* START Stored rows *

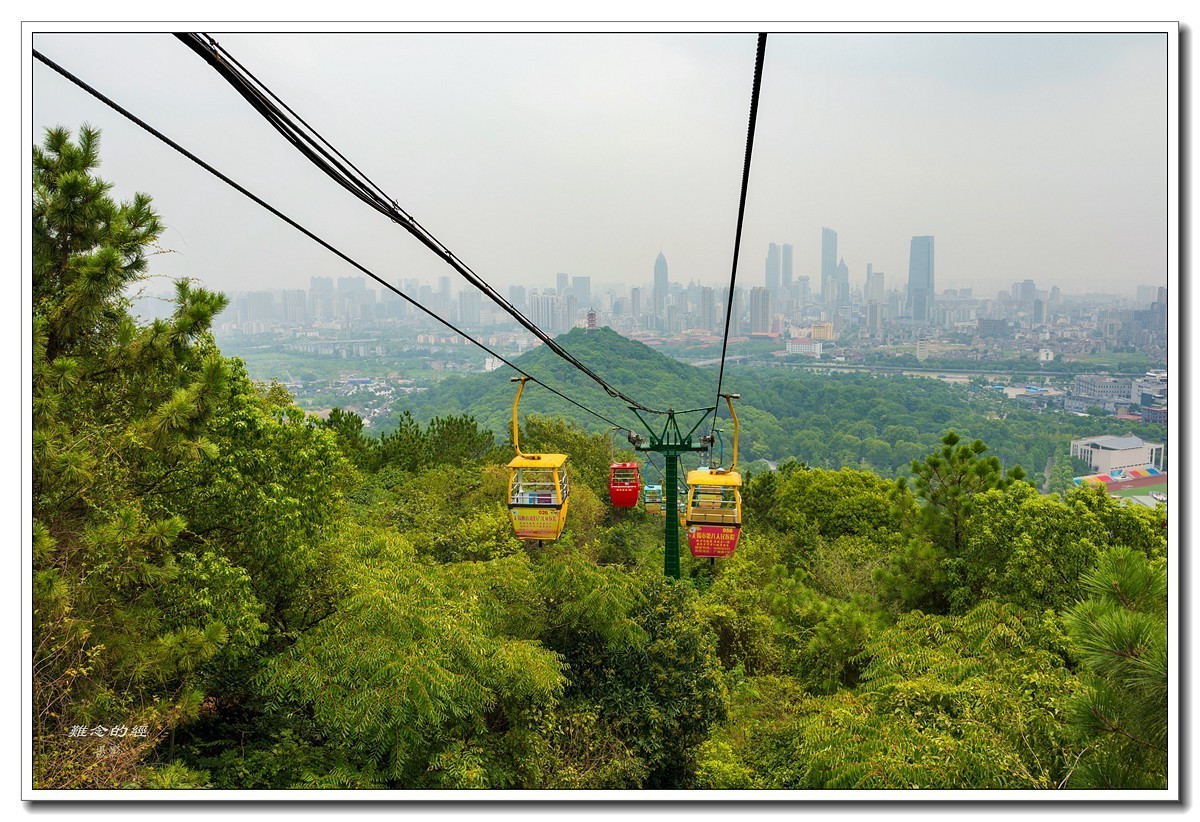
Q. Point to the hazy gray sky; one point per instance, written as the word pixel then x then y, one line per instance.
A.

* END Stored rows *
* START Stored rows *

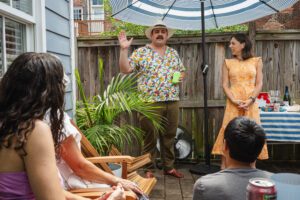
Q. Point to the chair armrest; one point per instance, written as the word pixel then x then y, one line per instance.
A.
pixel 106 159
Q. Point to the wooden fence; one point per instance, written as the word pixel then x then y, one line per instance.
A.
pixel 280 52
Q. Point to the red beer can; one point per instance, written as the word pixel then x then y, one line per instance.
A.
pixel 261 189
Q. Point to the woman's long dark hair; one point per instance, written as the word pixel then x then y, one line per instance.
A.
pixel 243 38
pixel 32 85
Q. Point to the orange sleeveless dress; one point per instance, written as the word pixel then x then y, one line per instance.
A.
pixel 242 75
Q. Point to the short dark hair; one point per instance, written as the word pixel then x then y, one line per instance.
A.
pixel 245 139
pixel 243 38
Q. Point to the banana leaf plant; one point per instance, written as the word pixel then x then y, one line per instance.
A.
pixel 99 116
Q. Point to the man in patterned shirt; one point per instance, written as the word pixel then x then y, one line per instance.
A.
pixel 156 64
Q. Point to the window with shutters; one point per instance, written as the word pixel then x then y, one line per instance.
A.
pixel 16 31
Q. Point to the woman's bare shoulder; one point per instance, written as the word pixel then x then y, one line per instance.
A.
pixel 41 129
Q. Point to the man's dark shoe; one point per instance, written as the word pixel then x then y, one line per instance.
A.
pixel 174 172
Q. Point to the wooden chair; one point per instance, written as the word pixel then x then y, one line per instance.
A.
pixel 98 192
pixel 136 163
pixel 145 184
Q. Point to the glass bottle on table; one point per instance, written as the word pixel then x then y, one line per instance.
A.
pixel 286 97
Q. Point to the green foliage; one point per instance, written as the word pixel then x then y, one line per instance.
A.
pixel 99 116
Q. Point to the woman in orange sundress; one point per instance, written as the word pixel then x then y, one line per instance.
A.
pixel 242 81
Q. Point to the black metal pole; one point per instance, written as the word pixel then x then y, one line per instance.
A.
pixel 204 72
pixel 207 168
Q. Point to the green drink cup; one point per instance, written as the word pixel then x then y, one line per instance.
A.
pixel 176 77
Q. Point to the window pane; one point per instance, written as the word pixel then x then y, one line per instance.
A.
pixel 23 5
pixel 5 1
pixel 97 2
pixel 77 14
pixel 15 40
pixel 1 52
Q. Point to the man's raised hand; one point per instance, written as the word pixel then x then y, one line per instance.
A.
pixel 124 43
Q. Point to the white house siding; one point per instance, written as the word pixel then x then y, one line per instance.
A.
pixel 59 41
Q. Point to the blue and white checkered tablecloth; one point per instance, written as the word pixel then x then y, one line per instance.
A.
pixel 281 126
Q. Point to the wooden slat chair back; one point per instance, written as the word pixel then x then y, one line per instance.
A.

* END Stored rows *
* START Stored rows *

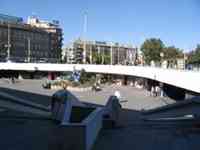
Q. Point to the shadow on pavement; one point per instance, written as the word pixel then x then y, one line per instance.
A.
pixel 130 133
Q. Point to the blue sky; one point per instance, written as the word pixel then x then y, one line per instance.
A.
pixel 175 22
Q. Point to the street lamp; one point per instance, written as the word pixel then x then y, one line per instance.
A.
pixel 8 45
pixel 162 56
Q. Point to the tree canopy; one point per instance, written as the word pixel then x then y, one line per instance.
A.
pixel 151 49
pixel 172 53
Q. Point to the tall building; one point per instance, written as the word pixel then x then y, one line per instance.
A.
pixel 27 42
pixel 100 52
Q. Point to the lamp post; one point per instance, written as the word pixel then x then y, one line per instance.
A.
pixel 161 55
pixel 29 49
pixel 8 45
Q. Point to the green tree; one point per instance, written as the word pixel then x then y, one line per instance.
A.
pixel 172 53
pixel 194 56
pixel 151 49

* END Stored rows *

- _Challenge_
Repeat the lines of the records exactly, from the line that contains "Q. Point to the man in" through the line that contains "pixel 281 126", including both of those lines.

- _Expected answer_
Q. Point to the man in patterned shirt; one point per instance, written as the word pixel then x then y, one line per instance.
A.
pixel 156 64
Q. Point to the window with shutters; one point per instance, written as the word pixel then x then y, one line per instance.
A.
pixel 16 31
Q. Point to the woman's bare shoulder; one point per instance, written as the word pixel then x then y, one line per instance.
A.
pixel 41 129
Q. Point to the man's dark shoe; one point per instance, written as the word pixel then x then y, one line per instance.
A.
pixel 174 172
Q. Point to the wooden chair; one point per instance, written as the word pixel then x then y, one line per instance.
A.
pixel 98 192
pixel 136 163
pixel 145 184
Q. Point to the glass bottle on table; one point per instance, written as the word pixel then x then y, one line per instance.
A.
pixel 286 97
Q. Point to the green foliage; one point per instance, written as the word pixel then x then y, one line per instance.
A.
pixel 99 116
Q. Point to the woman in orange sundress; one point per instance, written as the word pixel then x then y, one line per instance.
A.
pixel 242 81
Q. Point to the black metal pole; one point per instance, written as the word pixel then x then y, one line per instance.
A.
pixel 204 72
pixel 207 168
Q. Point to the green drink cup; one point per instance, written as the word pixel then x then y, one line per instance.
A.
pixel 176 77
Q. Point to the window pane; one point per instance, written as the word pixel then x then y, one line per instance.
A.
pixel 23 5
pixel 5 1
pixel 97 2
pixel 77 14
pixel 15 40
pixel 1 52
Q. Point to the man's raised hand; one point per instance, written as the word pixel then x then y, one line per instance.
A.
pixel 124 43
Q. Point to the white house siding; one point per instance, written as the word pixel then x then y, one line per instance.
A.
pixel 59 41
Q. Point to the blue and white checkered tablecloth; one point per instance, written as the word pixel then x then y, one line per instance.
A.
pixel 281 126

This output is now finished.